■ **Excerpt to read**

1.3 No variation to these terms and conditions shall be binding unless agreed in writing to between the authorised representatives of the Consultant and the Customer.

 

1.4 The Consultant’s employees, agents or sub-contractors are not authorised to make any representations concerning any aspect of this Agreement unless such authority has been confirmed by the Consultant in advance in writing.  In entering into the Agreement the Customer acknowledges that it does not rely on, and waives any claim for breach of any such representations which are not so confirmed.

 

 

 

2.  Definitions and Interpretation

 

2.1 In this Agreement:-

 

“Agreement” means these terms and conditions together with the Order Confirmation.

 

“the Customer” and “You / Your” means the company, firm, person, persons, corporation or public authority using any of the Consultant’s services as identified in the Conformation Order and includes their successors or personal representatives.

 

“Completion Date” means the date (if any) specified in the Order Confirmation as the estimated date on which the Project shall be Complete.

 

“Customer Materials” means such materials as are provided to the Consultant by the Customer, including any third party materials which the Customer requests that the Consultant incorporates into the Works.

 

“the Order Confirmation” means the email or letter sent to the Customer by the Consultant which sets out the Work to be carried out, price, Completion Date and such other specific contractual terms as may be appropriate.

 

“the Contract Price” means the price for the Work set out in the Order Confirmation.

■ **Goal**
Summarize the contract terms in two sentences.

■ **Data excerpts**
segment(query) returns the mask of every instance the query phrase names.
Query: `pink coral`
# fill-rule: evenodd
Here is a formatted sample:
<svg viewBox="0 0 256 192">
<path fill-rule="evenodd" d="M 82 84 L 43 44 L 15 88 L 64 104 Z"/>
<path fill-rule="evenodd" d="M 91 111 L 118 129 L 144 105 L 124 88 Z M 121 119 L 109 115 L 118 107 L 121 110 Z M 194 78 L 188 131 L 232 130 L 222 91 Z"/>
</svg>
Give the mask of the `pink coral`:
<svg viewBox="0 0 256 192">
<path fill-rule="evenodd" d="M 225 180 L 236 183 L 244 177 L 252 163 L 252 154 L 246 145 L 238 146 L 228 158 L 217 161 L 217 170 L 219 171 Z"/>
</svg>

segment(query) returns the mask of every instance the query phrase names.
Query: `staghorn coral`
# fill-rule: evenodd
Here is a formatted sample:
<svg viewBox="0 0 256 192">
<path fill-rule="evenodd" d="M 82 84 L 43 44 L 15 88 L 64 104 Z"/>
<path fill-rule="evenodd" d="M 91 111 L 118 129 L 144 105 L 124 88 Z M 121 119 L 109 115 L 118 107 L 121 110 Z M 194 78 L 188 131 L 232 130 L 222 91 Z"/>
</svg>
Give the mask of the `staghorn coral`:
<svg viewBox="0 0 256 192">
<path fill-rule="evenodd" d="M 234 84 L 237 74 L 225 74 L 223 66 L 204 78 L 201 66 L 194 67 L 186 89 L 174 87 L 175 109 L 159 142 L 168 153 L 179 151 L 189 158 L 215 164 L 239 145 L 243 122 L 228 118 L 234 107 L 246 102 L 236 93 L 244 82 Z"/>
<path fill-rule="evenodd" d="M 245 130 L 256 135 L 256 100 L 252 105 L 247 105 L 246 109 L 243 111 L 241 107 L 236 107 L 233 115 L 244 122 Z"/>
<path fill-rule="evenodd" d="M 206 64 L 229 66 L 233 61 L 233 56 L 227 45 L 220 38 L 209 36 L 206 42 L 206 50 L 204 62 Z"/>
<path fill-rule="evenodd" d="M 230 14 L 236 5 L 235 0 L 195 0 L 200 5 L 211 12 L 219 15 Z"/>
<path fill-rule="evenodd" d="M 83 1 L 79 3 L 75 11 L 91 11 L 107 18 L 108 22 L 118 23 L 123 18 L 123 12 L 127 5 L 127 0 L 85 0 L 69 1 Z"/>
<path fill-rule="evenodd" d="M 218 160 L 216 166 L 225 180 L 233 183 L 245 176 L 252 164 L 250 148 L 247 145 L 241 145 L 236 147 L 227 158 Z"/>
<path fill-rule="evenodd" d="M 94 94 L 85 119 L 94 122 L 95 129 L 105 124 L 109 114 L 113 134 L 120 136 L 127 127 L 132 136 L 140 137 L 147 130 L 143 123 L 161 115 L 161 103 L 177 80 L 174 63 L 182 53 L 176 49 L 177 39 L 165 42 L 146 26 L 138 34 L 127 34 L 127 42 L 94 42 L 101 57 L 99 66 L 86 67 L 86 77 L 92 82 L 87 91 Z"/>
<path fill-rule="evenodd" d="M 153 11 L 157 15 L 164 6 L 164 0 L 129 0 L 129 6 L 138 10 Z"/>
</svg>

■ **Exercise response**
Changes to the terms bind only if the authorized representatives of the Consultant and the Customer agree to them in writing. Statements about the Agreement made by the Consultant's employees, agents or sub-contractors count only if the Consultant confirmed their authority in writing beforehand, and the terms go on to define key words such as the Agreement, the Customer, the Completion Date, Customer Materials, the Order Confirmation and the Contract Price.